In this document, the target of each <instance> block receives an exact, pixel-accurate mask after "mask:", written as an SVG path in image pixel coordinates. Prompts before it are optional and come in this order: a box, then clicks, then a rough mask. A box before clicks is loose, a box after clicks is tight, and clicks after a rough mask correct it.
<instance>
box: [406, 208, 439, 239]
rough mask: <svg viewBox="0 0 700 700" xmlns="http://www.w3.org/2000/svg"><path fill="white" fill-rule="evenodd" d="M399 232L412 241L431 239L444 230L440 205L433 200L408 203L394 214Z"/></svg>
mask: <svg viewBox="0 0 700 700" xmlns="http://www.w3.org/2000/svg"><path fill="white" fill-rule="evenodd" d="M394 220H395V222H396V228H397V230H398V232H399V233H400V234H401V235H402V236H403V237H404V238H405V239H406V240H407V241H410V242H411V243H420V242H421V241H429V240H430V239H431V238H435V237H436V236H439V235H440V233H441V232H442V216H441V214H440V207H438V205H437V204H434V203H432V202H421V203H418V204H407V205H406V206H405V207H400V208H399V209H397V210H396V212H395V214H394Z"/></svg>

----

DIRECTIONS FOR THIS TASK >>
The expected output is a verbatim retyping of each line from the one with "box: [406, 208, 439, 239]" to the end of the listing above, with both end lines kept and nothing added.

SOLUTION FOR THIS PROBLEM >>
box: [406, 208, 439, 239]
rough mask: <svg viewBox="0 0 700 700" xmlns="http://www.w3.org/2000/svg"><path fill="white" fill-rule="evenodd" d="M399 232L412 241L431 239L444 230L440 205L433 200L408 203L394 214Z"/></svg>
mask: <svg viewBox="0 0 700 700" xmlns="http://www.w3.org/2000/svg"><path fill="white" fill-rule="evenodd" d="M394 220H395V222H396V228H397V230H398V232H399V233H400V234H401V235H402V236H403V237H404V238H405V239H406V240H407V241H410V242H411V243H420V242H421V241H429V240H430V239H431V238H435V237H436V236H439V235H440V233H441V232H442V216H441V214H440V207H438V205H437V204H434V203H432V202H421V203H418V204H407V205H406V206H405V207H400V208H399V209H397V210H396V212H395V214H394Z"/></svg>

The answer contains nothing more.